» **Given exercise**
Restate the entries below verbatim.

» **Provided data**
START
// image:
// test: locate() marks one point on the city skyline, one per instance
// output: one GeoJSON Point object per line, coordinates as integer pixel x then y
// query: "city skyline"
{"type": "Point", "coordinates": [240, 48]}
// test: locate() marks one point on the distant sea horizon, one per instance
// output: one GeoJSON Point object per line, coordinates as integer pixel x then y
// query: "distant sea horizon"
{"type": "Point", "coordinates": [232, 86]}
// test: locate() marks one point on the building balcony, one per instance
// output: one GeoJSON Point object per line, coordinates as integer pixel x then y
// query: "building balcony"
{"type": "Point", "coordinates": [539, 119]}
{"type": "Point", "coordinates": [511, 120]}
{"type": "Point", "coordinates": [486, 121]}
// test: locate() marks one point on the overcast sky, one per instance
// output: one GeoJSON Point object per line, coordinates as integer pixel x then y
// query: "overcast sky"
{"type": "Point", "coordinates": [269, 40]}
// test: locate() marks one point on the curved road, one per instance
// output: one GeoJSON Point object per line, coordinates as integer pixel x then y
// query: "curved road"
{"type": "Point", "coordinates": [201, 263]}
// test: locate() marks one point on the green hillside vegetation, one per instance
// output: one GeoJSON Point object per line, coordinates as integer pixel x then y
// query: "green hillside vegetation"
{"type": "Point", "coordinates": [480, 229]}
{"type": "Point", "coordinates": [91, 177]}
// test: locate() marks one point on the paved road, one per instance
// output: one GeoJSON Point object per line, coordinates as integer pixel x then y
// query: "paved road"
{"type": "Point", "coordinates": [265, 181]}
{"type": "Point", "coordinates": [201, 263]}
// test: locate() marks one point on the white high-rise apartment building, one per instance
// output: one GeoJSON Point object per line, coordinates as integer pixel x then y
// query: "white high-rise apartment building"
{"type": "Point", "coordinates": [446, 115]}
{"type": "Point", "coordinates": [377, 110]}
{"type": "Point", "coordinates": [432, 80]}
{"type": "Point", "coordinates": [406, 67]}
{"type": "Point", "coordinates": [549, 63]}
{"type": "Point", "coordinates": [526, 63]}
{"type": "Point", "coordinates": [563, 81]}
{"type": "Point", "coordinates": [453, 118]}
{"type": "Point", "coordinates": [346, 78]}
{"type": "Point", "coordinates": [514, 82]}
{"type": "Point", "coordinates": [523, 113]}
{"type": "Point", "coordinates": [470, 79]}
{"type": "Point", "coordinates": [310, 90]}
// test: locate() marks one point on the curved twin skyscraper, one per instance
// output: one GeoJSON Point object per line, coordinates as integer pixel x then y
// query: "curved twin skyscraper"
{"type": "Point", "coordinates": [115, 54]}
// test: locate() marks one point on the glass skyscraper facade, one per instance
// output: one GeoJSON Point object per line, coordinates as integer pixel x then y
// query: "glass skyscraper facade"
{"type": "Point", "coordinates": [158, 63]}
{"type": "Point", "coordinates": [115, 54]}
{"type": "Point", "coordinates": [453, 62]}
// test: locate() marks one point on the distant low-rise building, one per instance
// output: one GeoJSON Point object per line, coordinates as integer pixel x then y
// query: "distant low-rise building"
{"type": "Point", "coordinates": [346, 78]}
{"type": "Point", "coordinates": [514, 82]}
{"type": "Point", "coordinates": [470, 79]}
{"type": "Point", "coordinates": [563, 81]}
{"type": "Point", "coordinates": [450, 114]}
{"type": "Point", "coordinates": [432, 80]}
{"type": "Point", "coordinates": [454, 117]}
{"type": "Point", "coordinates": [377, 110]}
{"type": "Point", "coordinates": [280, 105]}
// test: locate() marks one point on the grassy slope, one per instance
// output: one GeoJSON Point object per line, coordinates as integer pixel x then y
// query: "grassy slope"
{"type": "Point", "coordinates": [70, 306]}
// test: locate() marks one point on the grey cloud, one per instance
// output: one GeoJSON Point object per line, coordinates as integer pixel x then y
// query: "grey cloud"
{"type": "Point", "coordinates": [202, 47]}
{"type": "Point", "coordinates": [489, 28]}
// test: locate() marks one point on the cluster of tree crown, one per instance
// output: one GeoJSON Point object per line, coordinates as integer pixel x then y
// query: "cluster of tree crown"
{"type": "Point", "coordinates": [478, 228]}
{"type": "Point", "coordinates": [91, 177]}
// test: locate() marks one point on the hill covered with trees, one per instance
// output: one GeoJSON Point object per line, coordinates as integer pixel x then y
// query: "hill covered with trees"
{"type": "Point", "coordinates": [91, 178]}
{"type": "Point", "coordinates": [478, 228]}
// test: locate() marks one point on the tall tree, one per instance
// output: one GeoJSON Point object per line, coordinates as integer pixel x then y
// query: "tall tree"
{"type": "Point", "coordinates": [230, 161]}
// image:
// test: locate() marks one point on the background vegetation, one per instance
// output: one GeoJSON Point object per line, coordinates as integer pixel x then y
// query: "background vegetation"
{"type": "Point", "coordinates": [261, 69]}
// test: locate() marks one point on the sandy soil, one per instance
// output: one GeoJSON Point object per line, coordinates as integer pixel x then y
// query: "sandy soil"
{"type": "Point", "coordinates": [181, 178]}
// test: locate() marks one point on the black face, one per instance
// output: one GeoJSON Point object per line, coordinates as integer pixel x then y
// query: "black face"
END
» **Worked solution**
// image:
// test: locate() marks one point on the city skyline, one per instance
// output: one GeoJSON Point object per line, coordinates as integer pixel x then y
// query: "city skyline"
{"type": "Point", "coordinates": [240, 48]}
// test: locate() marks one point on the distant sea horizon, one per instance
// output: one GeoJSON Point object per line, coordinates as integer pixel x then y
// query: "distant sea horizon"
{"type": "Point", "coordinates": [232, 86]}
// test: locate() marks one point on the building balcony, one per instance
// output: one GeoJSON Point object per line, coordinates as integer pixel x then y
// query: "building balcony"
{"type": "Point", "coordinates": [539, 119]}
{"type": "Point", "coordinates": [511, 120]}
{"type": "Point", "coordinates": [486, 121]}
// test: locate() marks one point on the overcast sky, one per instance
// output: one GeoJSON Point object per line, coordinates as integer pixel x then y
// query: "overcast sky"
{"type": "Point", "coordinates": [269, 40]}
// test: locate() marks one point on the curved road, one per instance
// output: one GeoJSON Point object per line, coordinates as integer pixel x then y
// query: "curved road"
{"type": "Point", "coordinates": [201, 263]}
// test: locate() marks one point on the green hillside vegetation, one per instance
// output: one GeoJSON Point object per line, coordinates as integer pixel x then y
// query: "green hillside vegetation"
{"type": "Point", "coordinates": [480, 229]}
{"type": "Point", "coordinates": [91, 177]}
// test: locate() marks one point on the paved road, one per instance
// output: one GeoJSON Point object per line, coordinates as integer pixel x then y
// query: "paved road"
{"type": "Point", "coordinates": [265, 181]}
{"type": "Point", "coordinates": [201, 263]}
// test: locate() marks one point on the white high-rise apartment building, one per instance
// output: one GeoJSON Point object per line, coordinates as integer pixel x then y
// query: "white high-rise apartment building"
{"type": "Point", "coordinates": [446, 115]}
{"type": "Point", "coordinates": [377, 110]}
{"type": "Point", "coordinates": [432, 80]}
{"type": "Point", "coordinates": [406, 67]}
{"type": "Point", "coordinates": [549, 63]}
{"type": "Point", "coordinates": [526, 63]}
{"type": "Point", "coordinates": [563, 81]}
{"type": "Point", "coordinates": [453, 118]}
{"type": "Point", "coordinates": [346, 78]}
{"type": "Point", "coordinates": [514, 82]}
{"type": "Point", "coordinates": [523, 113]}
{"type": "Point", "coordinates": [470, 79]}
{"type": "Point", "coordinates": [310, 90]}
// test: locate() marks one point on the curved twin skyscraper, one per instance
// output: one GeoJSON Point object per line, coordinates as integer pixel x then y
// query: "curved twin skyscraper"
{"type": "Point", "coordinates": [115, 54]}
// test: locate() marks one point on the glass skyscraper facade, one per instance
// output: one GeoJSON Point object per line, coordinates as integer pixel x then y
// query: "glass skyscraper facade"
{"type": "Point", "coordinates": [158, 63]}
{"type": "Point", "coordinates": [115, 54]}
{"type": "Point", "coordinates": [453, 62]}
// test: locate() marks one point on the distant low-rise building, one per instance
// output: one GeoJSON Point object per line, coordinates as integer pixel x then y
// query: "distant low-rise building"
{"type": "Point", "coordinates": [346, 78]}
{"type": "Point", "coordinates": [514, 82]}
{"type": "Point", "coordinates": [470, 79]}
{"type": "Point", "coordinates": [563, 81]}
{"type": "Point", "coordinates": [450, 114]}
{"type": "Point", "coordinates": [432, 80]}
{"type": "Point", "coordinates": [454, 117]}
{"type": "Point", "coordinates": [377, 110]}
{"type": "Point", "coordinates": [280, 105]}
// test: locate() marks one point on the grassy slope, one per instance
// output: one GeoJSON Point object per line, coordinates as integer pixel x then y
// query: "grassy slope"
{"type": "Point", "coordinates": [70, 306]}
// test: locate() marks one point on the grey cloud, one per instance
// output: one GeoJSON Point object per line, coordinates as integer pixel x then y
// query: "grey cloud"
{"type": "Point", "coordinates": [202, 47]}
{"type": "Point", "coordinates": [489, 28]}
// test: locate() marks one point on the cluster of tree crown, one per instance
// output: one GeoJSON Point object per line, coordinates as integer pixel x then y
// query: "cluster of tree crown"
{"type": "Point", "coordinates": [478, 228]}
{"type": "Point", "coordinates": [91, 177]}
// test: locate() marks one point on the hill covered with trees, one per instance
// output: one GeoJSON Point object per line, coordinates as integer pixel x then y
// query: "hill covered with trees"
{"type": "Point", "coordinates": [91, 178]}
{"type": "Point", "coordinates": [478, 228]}
// test: locate() marks one point on the tall tree, one per instance
// output: one GeoJSON Point object per line, coordinates as integer pixel x then y
// query: "tall tree"
{"type": "Point", "coordinates": [230, 161]}
// image:
// test: locate() marks one point on the background vegetation, one per instance
// output: one GeoJSON Point object per line, coordinates as integer pixel x then y
// query: "background vegetation"
{"type": "Point", "coordinates": [261, 69]}
// test: locate() marks one point on the sandy soil, one per instance
// output: one GeoJSON Point object per line, coordinates as integer pixel x then y
// query: "sandy soil"
{"type": "Point", "coordinates": [181, 178]}
// test: locate() marks one point on the black face, one per instance
// output: one GeoJSON Point object per line, coordinates as integer pixel x then y
// query: "black face"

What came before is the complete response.